» What needs to be done: Please repeat the records below exactly, from the first line through the line containing "Target: blurred background foliage", and nothing more.

[Natural-language object grounding data]
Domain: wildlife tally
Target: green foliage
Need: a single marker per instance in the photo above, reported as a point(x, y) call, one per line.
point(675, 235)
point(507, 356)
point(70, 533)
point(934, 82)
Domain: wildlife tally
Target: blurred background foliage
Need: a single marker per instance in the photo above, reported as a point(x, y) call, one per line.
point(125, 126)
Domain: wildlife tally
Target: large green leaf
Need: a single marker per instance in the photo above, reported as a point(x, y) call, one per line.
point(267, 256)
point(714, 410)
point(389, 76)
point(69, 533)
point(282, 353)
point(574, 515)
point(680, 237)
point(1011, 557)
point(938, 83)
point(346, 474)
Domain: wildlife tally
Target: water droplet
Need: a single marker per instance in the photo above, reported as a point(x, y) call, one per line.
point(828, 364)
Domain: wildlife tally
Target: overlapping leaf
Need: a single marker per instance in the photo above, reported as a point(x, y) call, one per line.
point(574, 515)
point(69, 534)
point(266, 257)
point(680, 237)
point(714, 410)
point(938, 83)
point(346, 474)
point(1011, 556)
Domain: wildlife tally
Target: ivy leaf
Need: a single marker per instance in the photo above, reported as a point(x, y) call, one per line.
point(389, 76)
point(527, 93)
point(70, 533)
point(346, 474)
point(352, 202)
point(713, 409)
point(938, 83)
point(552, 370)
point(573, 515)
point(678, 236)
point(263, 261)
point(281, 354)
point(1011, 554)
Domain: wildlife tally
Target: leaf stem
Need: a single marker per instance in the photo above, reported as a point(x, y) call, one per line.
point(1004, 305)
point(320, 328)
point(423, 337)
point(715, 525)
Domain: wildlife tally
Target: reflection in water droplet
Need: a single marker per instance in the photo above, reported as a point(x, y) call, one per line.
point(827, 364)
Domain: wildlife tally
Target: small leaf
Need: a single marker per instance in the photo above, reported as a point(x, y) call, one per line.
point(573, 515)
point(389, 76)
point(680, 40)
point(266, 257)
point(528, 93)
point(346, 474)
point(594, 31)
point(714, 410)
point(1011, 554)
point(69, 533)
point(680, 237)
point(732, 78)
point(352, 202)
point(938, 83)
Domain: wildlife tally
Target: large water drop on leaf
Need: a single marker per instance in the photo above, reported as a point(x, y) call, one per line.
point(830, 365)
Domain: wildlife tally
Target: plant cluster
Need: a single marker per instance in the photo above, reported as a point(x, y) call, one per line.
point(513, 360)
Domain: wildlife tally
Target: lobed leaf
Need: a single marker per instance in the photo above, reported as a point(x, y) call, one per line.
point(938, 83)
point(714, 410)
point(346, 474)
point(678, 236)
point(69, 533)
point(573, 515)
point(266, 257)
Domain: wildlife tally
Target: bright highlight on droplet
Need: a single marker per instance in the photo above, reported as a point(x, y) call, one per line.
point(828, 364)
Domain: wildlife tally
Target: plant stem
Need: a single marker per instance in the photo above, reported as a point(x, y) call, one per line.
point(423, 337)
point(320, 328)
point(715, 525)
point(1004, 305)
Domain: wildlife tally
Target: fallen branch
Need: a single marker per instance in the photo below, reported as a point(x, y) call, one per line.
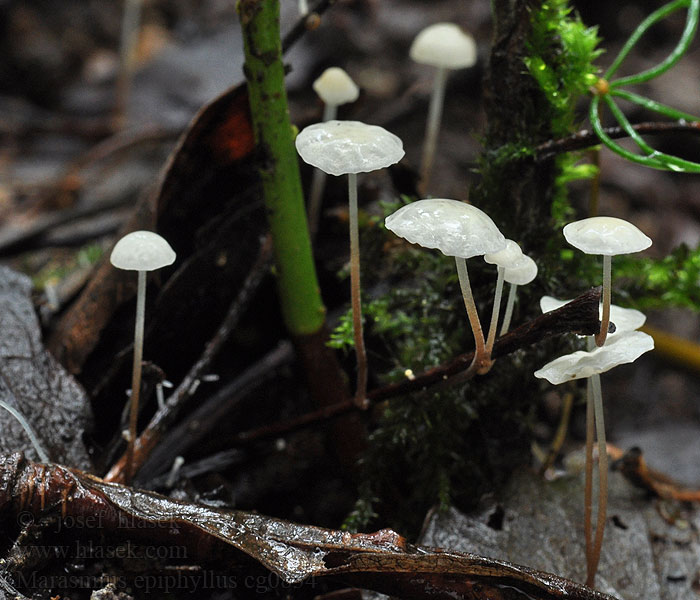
point(579, 316)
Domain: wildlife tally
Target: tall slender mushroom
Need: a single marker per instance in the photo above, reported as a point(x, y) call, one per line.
point(335, 87)
point(456, 229)
point(351, 147)
point(444, 46)
point(140, 251)
point(624, 345)
point(608, 236)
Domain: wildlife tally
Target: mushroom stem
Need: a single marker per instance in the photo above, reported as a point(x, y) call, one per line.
point(495, 311)
point(508, 315)
point(136, 371)
point(356, 300)
point(588, 488)
point(437, 99)
point(318, 181)
point(594, 556)
point(607, 284)
point(480, 346)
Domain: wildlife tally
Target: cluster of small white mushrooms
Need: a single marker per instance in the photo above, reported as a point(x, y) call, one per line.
point(456, 229)
point(517, 269)
point(608, 236)
point(140, 251)
point(351, 147)
point(335, 87)
point(446, 47)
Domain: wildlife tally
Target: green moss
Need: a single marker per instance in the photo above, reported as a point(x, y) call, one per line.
point(561, 54)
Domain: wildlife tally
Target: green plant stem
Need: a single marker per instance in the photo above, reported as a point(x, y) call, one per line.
point(675, 55)
point(649, 104)
point(136, 374)
point(356, 299)
point(300, 298)
point(666, 161)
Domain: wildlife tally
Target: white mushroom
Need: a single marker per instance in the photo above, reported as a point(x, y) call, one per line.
point(625, 347)
point(140, 251)
point(608, 236)
point(444, 46)
point(334, 87)
point(520, 274)
point(507, 258)
point(456, 229)
point(351, 147)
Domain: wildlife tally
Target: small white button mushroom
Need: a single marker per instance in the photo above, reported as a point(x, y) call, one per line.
point(444, 46)
point(522, 273)
point(608, 236)
point(456, 229)
point(140, 251)
point(351, 147)
point(504, 259)
point(334, 87)
point(619, 349)
point(623, 348)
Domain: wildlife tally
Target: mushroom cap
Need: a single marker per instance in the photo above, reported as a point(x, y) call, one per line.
point(341, 147)
point(444, 45)
point(605, 235)
point(508, 257)
point(335, 87)
point(453, 227)
point(521, 273)
point(624, 348)
point(625, 319)
point(142, 251)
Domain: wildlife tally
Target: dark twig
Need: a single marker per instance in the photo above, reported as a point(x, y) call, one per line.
point(585, 138)
point(209, 414)
point(165, 416)
point(578, 316)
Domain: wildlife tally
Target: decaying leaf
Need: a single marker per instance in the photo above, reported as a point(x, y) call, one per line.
point(34, 384)
point(541, 523)
point(382, 561)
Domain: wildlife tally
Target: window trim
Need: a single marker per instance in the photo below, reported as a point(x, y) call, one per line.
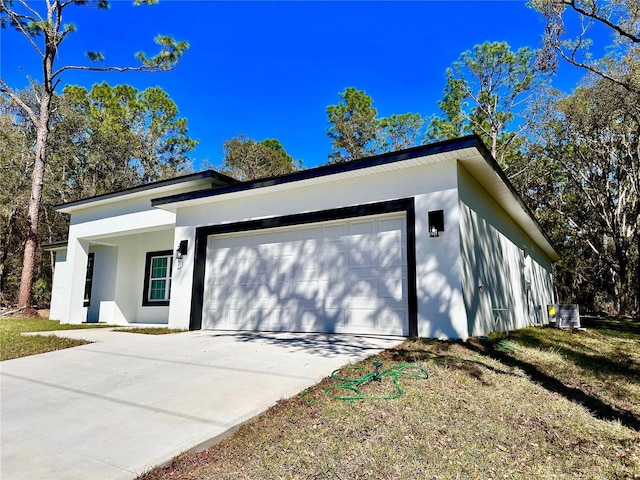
point(146, 302)
point(88, 280)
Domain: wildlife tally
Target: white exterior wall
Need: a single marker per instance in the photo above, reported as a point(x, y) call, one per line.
point(438, 264)
point(504, 275)
point(120, 234)
point(58, 288)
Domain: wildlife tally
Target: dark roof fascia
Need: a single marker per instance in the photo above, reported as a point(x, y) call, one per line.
point(325, 170)
point(218, 179)
point(55, 245)
point(486, 154)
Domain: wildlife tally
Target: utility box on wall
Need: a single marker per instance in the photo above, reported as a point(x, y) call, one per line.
point(564, 316)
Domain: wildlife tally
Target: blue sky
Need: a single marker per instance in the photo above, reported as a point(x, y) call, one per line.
point(269, 69)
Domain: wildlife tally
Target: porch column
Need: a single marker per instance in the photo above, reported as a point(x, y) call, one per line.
point(77, 256)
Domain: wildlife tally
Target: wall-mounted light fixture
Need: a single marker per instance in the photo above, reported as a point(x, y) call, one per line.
point(436, 222)
point(181, 251)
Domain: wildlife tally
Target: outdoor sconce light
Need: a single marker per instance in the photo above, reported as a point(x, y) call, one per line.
point(181, 251)
point(436, 223)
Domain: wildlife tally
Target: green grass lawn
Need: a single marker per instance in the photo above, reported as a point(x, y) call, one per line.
point(547, 404)
point(15, 345)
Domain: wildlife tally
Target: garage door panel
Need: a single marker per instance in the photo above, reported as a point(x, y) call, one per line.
point(342, 276)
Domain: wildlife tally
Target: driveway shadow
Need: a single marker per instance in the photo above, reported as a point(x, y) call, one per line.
point(325, 344)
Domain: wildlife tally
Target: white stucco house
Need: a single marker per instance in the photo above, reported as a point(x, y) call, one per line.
point(430, 241)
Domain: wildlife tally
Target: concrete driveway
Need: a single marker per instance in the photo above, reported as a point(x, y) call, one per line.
point(118, 407)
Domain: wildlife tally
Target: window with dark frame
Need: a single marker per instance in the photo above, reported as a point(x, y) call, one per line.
point(157, 278)
point(88, 283)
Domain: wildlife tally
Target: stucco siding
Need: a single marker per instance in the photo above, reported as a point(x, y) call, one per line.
point(440, 313)
point(57, 308)
point(506, 278)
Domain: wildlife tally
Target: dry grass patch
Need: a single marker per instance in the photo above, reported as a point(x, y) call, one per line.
point(476, 416)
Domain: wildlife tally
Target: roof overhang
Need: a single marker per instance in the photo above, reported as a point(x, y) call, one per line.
point(202, 180)
point(469, 151)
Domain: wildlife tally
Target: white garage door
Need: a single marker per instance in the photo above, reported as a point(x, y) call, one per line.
point(346, 276)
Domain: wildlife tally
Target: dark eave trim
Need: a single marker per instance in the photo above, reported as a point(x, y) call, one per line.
point(333, 169)
point(217, 180)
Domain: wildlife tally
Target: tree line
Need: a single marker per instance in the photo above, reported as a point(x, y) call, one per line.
point(574, 158)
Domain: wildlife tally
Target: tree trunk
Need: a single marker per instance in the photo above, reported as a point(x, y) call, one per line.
point(31, 244)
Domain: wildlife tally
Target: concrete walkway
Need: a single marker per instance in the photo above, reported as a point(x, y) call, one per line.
point(118, 407)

» Response to the task:
Domain: wildlife tally
Target: green foliage
Need: a single marker per instance in the photo above, reported as a point(x, y) call, one per line.
point(675, 235)
point(507, 356)
point(70, 533)
point(934, 82)
Domain: wildlife tally
Target: blurred background foliage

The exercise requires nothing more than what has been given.